● Your instructions
Rewrite the following lines with "inner ring" replaced by "enclosed ring" and everything else kept the same. Omit the pictures from your version.

╔══

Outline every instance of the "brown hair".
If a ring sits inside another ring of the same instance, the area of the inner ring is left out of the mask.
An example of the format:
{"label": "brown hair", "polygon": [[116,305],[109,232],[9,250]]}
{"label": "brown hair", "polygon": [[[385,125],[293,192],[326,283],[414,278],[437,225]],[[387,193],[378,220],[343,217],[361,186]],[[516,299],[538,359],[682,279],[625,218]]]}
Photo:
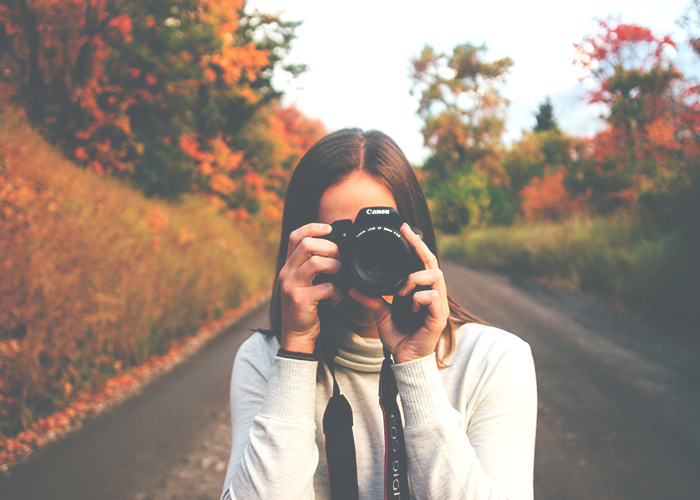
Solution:
{"label": "brown hair", "polygon": [[[326,135],[299,160],[287,188],[282,216],[282,235],[277,257],[279,272],[287,260],[289,235],[292,231],[317,222],[318,207],[325,191],[349,174],[362,171],[381,183],[394,195],[396,208],[405,222],[423,230],[423,241],[437,257],[437,245],[428,203],[398,145],[386,134],[376,130],[343,129]],[[470,322],[482,323],[448,295],[450,317],[442,333],[444,348],[437,352],[438,364],[454,351],[456,329]],[[270,303],[270,333],[278,338],[282,331],[282,299],[278,278],[272,288]]]}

╚══

● Exercise answer
Outline every instance of the "brown hair".
If a ring sits inside another ring of the same instance, the area of the enclosed ring is left out of the mask.
An example of the format:
{"label": "brown hair", "polygon": [[116,305],[109,232],[9,250]]}
{"label": "brown hair", "polygon": [[[385,125],[293,192],[326,283],[414,278],[437,225]],[[387,193],[378,220],[343,217],[361,186]],[[516,299],[538,359],[682,279],[625,218]]]}
Photo:
Solution:
{"label": "brown hair", "polygon": [[[326,135],[299,160],[287,188],[282,216],[282,235],[277,257],[279,272],[287,260],[289,235],[292,231],[317,222],[318,207],[325,191],[349,174],[362,171],[381,183],[394,195],[396,208],[405,222],[423,230],[423,241],[437,257],[437,245],[428,203],[398,145],[386,134],[376,130],[343,129]],[[470,322],[482,323],[448,295],[450,317],[442,333],[444,348],[437,352],[438,364],[454,351],[456,329]],[[270,303],[270,333],[278,338],[282,331],[282,299],[278,278],[272,288]]]}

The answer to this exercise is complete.